- [Work order]
If a line below contains the string "sculpture", copy it out.

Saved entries
════════════════════

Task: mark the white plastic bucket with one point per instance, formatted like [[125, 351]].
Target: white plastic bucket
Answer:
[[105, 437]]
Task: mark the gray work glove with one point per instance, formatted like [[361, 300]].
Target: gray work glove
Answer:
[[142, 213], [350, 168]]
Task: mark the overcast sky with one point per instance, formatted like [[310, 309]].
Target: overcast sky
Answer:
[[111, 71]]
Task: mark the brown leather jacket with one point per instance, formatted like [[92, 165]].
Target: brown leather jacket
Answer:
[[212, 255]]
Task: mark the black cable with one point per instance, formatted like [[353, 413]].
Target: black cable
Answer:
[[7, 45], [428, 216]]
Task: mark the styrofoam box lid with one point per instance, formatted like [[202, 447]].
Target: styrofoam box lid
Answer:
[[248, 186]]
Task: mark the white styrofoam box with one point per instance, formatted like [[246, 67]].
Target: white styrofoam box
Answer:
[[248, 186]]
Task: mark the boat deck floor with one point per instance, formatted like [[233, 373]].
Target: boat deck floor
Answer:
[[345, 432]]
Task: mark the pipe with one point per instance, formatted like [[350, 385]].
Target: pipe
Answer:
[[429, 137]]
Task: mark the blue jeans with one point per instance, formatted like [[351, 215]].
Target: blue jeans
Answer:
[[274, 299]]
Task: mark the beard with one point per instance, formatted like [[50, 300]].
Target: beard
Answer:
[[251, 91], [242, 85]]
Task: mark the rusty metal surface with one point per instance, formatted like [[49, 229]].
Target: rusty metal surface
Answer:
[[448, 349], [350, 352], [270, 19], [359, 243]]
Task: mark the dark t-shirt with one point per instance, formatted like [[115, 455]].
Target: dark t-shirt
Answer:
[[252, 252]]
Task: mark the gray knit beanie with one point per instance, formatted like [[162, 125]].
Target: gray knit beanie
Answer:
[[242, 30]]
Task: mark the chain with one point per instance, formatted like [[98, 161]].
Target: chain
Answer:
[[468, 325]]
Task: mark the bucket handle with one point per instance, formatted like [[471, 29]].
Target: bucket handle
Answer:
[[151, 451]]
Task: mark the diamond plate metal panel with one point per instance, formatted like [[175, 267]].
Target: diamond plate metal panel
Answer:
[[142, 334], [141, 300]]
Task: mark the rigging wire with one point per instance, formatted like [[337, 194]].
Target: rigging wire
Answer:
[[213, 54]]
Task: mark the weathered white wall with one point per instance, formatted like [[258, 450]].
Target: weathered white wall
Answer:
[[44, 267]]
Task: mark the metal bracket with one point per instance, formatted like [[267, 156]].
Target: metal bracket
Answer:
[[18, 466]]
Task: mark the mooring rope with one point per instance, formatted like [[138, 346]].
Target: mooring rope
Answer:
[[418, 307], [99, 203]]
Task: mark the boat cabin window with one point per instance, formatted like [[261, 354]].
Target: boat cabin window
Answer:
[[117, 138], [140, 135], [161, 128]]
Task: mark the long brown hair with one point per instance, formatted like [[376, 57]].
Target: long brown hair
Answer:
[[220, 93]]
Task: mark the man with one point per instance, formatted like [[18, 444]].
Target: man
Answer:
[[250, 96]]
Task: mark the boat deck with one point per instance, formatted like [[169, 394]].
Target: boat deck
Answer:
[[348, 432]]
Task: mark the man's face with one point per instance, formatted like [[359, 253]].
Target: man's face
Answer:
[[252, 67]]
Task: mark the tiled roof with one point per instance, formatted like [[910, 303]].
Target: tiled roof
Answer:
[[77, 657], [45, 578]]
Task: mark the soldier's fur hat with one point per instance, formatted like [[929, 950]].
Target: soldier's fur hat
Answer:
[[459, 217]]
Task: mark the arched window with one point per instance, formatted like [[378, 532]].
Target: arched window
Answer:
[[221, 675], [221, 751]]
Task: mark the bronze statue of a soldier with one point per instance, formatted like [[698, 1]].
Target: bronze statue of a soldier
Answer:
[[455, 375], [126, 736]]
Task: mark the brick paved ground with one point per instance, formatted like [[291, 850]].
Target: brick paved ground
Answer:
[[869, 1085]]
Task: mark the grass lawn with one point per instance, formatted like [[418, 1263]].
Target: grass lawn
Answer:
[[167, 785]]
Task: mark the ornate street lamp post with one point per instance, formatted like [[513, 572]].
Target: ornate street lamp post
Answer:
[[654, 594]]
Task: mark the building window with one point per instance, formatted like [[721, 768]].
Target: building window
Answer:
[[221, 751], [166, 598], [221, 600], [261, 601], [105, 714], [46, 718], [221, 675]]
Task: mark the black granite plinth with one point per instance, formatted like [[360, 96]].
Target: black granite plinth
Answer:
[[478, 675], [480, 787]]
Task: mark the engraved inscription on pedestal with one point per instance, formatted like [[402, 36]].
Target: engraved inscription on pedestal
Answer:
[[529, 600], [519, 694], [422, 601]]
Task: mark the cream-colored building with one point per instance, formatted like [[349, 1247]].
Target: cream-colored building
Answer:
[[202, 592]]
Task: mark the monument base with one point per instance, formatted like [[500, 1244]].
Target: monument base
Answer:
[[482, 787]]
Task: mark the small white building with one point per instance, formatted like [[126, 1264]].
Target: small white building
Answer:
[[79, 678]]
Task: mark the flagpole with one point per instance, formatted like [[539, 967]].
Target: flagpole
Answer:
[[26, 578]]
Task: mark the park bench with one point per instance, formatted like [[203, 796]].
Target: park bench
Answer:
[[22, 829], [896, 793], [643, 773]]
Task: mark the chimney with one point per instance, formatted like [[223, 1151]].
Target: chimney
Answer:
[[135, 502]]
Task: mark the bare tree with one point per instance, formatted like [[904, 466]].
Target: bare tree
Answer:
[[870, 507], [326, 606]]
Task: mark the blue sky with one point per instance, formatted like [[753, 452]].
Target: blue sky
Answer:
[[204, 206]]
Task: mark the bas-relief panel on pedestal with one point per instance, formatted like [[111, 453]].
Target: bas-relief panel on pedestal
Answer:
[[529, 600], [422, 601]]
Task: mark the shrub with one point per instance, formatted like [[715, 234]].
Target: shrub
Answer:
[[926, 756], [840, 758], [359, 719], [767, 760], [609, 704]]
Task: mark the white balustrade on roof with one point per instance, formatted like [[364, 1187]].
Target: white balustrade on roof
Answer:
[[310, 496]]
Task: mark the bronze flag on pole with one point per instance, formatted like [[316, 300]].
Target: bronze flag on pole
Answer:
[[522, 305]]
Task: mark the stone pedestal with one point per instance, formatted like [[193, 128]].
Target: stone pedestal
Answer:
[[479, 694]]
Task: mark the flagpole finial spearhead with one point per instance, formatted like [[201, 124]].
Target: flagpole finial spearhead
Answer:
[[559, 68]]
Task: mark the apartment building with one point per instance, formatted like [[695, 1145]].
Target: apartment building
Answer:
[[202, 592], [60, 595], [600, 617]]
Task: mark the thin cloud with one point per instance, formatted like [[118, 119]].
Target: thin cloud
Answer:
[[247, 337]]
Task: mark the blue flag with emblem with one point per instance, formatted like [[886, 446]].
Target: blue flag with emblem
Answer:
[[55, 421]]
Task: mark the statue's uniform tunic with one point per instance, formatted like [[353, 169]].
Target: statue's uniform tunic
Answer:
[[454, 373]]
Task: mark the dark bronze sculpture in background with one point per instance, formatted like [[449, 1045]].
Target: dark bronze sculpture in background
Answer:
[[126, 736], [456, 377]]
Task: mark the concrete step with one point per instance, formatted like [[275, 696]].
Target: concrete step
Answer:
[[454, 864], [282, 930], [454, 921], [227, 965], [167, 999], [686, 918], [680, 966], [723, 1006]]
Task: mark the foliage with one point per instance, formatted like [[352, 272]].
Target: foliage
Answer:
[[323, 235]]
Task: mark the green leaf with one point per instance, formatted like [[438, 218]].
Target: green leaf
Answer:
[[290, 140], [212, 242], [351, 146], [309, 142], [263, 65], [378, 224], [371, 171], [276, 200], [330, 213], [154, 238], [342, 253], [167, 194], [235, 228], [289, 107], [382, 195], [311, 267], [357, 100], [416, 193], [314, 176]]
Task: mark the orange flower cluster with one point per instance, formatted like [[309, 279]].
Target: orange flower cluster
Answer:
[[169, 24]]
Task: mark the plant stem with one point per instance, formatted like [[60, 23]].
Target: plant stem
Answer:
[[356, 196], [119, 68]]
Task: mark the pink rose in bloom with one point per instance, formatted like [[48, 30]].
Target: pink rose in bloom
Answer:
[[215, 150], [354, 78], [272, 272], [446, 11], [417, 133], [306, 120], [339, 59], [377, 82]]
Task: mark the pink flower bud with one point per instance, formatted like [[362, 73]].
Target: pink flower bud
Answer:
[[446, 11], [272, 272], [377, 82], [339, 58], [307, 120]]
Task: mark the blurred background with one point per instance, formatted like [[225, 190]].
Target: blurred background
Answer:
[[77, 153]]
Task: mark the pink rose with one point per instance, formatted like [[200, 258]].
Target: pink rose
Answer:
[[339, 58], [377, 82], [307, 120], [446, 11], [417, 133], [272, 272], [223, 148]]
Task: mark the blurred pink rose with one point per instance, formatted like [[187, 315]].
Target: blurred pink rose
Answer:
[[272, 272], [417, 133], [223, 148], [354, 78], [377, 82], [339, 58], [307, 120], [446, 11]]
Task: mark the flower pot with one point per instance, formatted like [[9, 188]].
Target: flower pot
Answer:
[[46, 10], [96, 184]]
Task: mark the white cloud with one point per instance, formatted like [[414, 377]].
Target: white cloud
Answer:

════════════════════

- [Answer to the exercise]
Task: mark the dark bronze sculpture in background with one point per instance, formatted like [[449, 1045]].
Target: dark bronze sculpture in background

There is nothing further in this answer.